### Exercise directions
Put every line of the records below into a Markdown table with two columns, Row for the row number and Line for the line, leaving out blank lines.

Listed records START

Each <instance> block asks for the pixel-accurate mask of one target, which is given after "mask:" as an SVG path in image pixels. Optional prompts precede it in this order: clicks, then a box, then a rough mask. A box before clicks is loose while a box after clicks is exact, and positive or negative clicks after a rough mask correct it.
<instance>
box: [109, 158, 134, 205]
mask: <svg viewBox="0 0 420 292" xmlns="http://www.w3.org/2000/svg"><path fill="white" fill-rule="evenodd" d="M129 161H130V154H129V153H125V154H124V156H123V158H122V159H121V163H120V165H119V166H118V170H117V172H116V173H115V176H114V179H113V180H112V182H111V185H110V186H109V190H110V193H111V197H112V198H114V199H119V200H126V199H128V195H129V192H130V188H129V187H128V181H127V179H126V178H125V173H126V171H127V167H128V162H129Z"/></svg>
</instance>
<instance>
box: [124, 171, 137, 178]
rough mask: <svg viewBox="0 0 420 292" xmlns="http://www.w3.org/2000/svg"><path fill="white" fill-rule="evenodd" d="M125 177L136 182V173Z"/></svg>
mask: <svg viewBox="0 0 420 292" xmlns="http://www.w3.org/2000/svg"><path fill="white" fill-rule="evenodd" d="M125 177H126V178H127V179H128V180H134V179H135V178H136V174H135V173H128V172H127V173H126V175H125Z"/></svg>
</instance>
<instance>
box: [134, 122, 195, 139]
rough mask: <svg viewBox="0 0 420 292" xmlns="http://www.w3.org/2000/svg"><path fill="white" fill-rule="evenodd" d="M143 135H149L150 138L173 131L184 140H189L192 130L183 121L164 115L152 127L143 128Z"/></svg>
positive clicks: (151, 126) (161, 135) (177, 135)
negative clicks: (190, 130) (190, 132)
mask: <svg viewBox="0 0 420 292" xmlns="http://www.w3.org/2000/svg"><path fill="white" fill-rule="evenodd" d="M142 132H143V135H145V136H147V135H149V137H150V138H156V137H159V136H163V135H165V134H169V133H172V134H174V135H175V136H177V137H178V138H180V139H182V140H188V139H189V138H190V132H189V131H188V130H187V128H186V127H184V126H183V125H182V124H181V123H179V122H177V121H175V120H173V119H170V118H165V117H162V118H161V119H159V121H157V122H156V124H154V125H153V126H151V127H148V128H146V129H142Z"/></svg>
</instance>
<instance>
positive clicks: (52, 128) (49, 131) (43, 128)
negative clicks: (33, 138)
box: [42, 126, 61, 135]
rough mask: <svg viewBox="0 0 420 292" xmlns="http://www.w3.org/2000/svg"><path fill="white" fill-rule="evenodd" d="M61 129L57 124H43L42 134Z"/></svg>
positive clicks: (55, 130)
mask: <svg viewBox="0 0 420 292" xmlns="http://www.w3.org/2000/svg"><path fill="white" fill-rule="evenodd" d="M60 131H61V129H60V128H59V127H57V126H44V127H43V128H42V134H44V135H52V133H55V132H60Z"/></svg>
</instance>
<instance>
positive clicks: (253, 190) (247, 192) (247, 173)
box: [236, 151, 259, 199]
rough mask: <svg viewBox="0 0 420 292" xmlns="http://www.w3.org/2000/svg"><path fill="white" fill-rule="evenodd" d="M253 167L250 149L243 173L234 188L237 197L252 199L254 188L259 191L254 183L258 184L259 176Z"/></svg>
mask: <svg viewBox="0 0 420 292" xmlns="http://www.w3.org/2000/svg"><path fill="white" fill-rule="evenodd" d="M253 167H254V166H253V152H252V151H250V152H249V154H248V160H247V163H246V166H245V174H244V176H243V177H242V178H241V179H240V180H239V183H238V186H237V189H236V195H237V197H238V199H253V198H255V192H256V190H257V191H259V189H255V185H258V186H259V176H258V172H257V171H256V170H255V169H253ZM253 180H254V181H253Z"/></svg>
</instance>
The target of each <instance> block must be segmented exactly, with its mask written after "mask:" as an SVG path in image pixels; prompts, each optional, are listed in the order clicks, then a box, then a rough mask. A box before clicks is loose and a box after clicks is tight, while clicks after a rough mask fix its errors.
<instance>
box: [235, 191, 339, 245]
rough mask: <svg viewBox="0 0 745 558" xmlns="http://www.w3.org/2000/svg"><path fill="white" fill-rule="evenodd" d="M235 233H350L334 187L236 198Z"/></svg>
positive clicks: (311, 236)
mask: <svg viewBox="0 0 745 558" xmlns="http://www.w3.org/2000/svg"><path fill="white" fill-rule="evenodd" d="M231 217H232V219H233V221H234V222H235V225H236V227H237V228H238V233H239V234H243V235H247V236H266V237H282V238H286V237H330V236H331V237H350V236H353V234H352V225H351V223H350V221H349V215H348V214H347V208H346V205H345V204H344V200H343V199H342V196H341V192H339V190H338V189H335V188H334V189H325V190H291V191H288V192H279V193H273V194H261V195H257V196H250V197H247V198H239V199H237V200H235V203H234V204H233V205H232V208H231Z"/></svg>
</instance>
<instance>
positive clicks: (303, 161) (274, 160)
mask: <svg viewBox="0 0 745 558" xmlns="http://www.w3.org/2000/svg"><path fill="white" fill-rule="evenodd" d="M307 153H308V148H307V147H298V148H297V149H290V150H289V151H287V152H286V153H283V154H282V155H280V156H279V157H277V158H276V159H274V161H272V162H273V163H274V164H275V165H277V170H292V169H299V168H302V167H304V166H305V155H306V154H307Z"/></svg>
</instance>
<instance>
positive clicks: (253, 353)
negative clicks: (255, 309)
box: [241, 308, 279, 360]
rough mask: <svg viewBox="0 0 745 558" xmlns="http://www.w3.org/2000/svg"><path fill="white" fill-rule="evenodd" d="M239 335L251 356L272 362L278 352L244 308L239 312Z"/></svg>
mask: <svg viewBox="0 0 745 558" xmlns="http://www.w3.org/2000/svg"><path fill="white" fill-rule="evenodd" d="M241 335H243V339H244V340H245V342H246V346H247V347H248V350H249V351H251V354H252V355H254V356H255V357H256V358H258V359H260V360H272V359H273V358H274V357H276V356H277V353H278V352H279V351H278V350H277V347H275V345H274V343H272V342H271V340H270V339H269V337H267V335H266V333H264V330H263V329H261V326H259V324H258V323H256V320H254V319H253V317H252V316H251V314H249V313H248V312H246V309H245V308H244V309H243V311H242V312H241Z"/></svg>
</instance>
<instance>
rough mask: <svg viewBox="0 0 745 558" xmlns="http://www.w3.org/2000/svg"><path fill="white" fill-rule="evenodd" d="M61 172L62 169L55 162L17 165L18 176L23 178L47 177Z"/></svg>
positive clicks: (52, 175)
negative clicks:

Listed records END

### Output below
| Row | Line |
|---|---|
| 1 | Each <instance> block asks for the pixel-accurate mask of one target, which is given after "mask:" as an SVG path in image pixels. Optional prompts precede it in this order: clicks, then a box, then a rough mask. A box before clicks is loose while a box after clicks is exact, and positive or negative clicks after a rough mask correct it. |
| 2 | <instance> |
| 3 | box: [109, 158, 134, 205] |
| 4 | mask: <svg viewBox="0 0 420 292" xmlns="http://www.w3.org/2000/svg"><path fill="white" fill-rule="evenodd" d="M129 161H130V154H129V153H125V154H124V156H123V158H122V159H121V163H120V165H119V166H118V170H117V172H116V173H115V176H114V179H113V180H112V182H111V185H110V186H109V190H110V193H111V197H112V198H114V199H119V200H126V199H128V195H129V192H130V188H129V187H128V181H127V179H126V178H125V173H126V171H127V167H128V162H129Z"/></svg> |
| 5 | </instance> |
| 6 | <instance> |
| 7 | box: [124, 171, 137, 178] |
| 8 | rough mask: <svg viewBox="0 0 420 292" xmlns="http://www.w3.org/2000/svg"><path fill="white" fill-rule="evenodd" d="M125 177L136 182V173Z"/></svg> |
| 9 | mask: <svg viewBox="0 0 420 292" xmlns="http://www.w3.org/2000/svg"><path fill="white" fill-rule="evenodd" d="M125 177H126V178H127V179H128V180H134V179H135V178H136V174H135V173H128V172H127V173H126V175H125Z"/></svg> |
| 10 | </instance> |
| 11 | <instance> |
| 12 | box: [134, 122, 195, 139] |
| 13 | rough mask: <svg viewBox="0 0 420 292" xmlns="http://www.w3.org/2000/svg"><path fill="white" fill-rule="evenodd" d="M143 135H149L150 138L173 131L184 140H189L192 130L183 121L164 115L152 127L143 128Z"/></svg> |
| 14 | positive clicks: (151, 126) (161, 135) (177, 135) |
| 15 | negative clicks: (190, 130) (190, 132) |
| 16 | mask: <svg viewBox="0 0 420 292" xmlns="http://www.w3.org/2000/svg"><path fill="white" fill-rule="evenodd" d="M142 132H143V135H145V136H147V135H149V137H150V138H156V137H159V136H163V135H165V134H169V133H172V134H174V135H175V136H177V137H178V138H180V139H182V140H188V139H189V138H190V132H189V131H188V130H187V128H186V127H184V126H183V125H182V124H181V123H179V122H177V121H175V120H173V119H170V118H165V117H162V118H161V119H159V121H157V122H156V124H154V125H153V126H151V127H148V128H146V129H142Z"/></svg> |
| 17 | </instance> |
| 18 | <instance> |
| 19 | positive clicks: (52, 128) (49, 131) (43, 128) |
| 20 | negative clicks: (33, 138) |
| 21 | box: [42, 126, 61, 135] |
| 22 | rough mask: <svg viewBox="0 0 420 292" xmlns="http://www.w3.org/2000/svg"><path fill="white" fill-rule="evenodd" d="M61 129L57 124H43L42 134Z"/></svg> |
| 23 | positive clicks: (55, 130) |
| 24 | mask: <svg viewBox="0 0 420 292" xmlns="http://www.w3.org/2000/svg"><path fill="white" fill-rule="evenodd" d="M60 131H61V129H60V128H59V127H57V126H44V127H43V128H42V134H44V135H52V133H55V132H60Z"/></svg> |
| 25 | </instance> |
| 26 | <instance> |
| 27 | positive clicks: (253, 190) (247, 192) (247, 173) |
| 28 | box: [236, 151, 259, 199] |
| 29 | rough mask: <svg viewBox="0 0 420 292" xmlns="http://www.w3.org/2000/svg"><path fill="white" fill-rule="evenodd" d="M253 167L250 149L243 173L234 188L237 197L252 199L254 188L259 191L254 183L258 184L259 176Z"/></svg> |
| 30 | mask: <svg viewBox="0 0 420 292" xmlns="http://www.w3.org/2000/svg"><path fill="white" fill-rule="evenodd" d="M253 167H254V166H253V152H252V151H250V152H249V154H248V160H247V163H246V166H245V174H244V176H243V177H242V178H241V179H240V180H239V183H238V186H237V189H236V195H237V197H238V199H253V198H255V192H256V190H257V191H259V189H255V185H258V186H259V176H258V172H257V171H256V170H255V169H253ZM253 180H254V181H253Z"/></svg> |
| 31 | </instance> |
| 32 | The target of each <instance> block must be segmented exactly, with its mask written after "mask:" as an SVG path in image pixels; prompts, each optional, are listed in the order clicks, then a box, then a rough mask. A box before clicks is loose and a box after clicks is tight, while clicks after a rough mask fix its errors. |
| 33 | <instance> |
| 34 | box: [235, 191, 339, 245] |
| 35 | rough mask: <svg viewBox="0 0 745 558" xmlns="http://www.w3.org/2000/svg"><path fill="white" fill-rule="evenodd" d="M235 233H350L334 187L236 198Z"/></svg> |
| 36 | positive clicks: (311, 236) |
| 37 | mask: <svg viewBox="0 0 745 558" xmlns="http://www.w3.org/2000/svg"><path fill="white" fill-rule="evenodd" d="M231 217H232V219H233V221H234V222H235V225H236V227H237V228H238V233H239V234H243V235H247V236H266V237H282V238H286V237H330V236H331V237H350V236H353V234H352V225H351V223H350V221H349V215H348V214H347V208H346V205H345V204H344V200H343V199H342V196H341V192H339V190H338V189H335V188H334V189H325V190H291V191H288V192H279V193H273V194H261V195H257V196H250V197H247V198H239V199H237V200H235V203H234V204H233V205H232V208H231Z"/></svg> |
| 38 | </instance> |
| 39 | <instance> |
| 40 | positive clicks: (303, 161) (274, 160) |
| 41 | mask: <svg viewBox="0 0 745 558" xmlns="http://www.w3.org/2000/svg"><path fill="white" fill-rule="evenodd" d="M307 153H308V148H307V147H298V148H297V149H290V150H289V151H287V152H286V153H283V154H282V155H280V156H279V157H277V158H276V159H274V161H272V162H273V163H274V164H275V165H277V170H292V169H299V168H302V167H304V166H305V155H306V154H307Z"/></svg> |
| 42 | </instance> |
| 43 | <instance> |
| 44 | positive clicks: (253, 353) |
| 45 | negative clicks: (255, 309) |
| 46 | box: [241, 308, 279, 360] |
| 47 | rough mask: <svg viewBox="0 0 745 558" xmlns="http://www.w3.org/2000/svg"><path fill="white" fill-rule="evenodd" d="M239 335L251 356L272 362L278 352L244 308L239 312Z"/></svg> |
| 48 | mask: <svg viewBox="0 0 745 558" xmlns="http://www.w3.org/2000/svg"><path fill="white" fill-rule="evenodd" d="M241 335H243V339H244V340H245V342H246V346H247V347H248V350H249V351H251V354H252V355H254V356H255V357H256V358H258V359H260V360H272V359H273V358H274V357H276V356H277V353H278V352H279V351H278V350H277V347H275V345H274V343H272V342H271V340H270V339H269V337H267V335H266V333H264V330H263V329H261V326H259V324H258V323H256V320H254V319H253V317H252V316H251V314H249V313H248V312H246V309H245V308H244V309H243V311H242V312H241Z"/></svg> |
| 49 | </instance> |
| 50 | <instance> |
| 51 | rough mask: <svg viewBox="0 0 745 558" xmlns="http://www.w3.org/2000/svg"><path fill="white" fill-rule="evenodd" d="M61 172L62 169L55 162L17 165L18 176L23 178L47 177Z"/></svg> |
| 52 | positive clicks: (52, 175) |
| 53 | negative clicks: |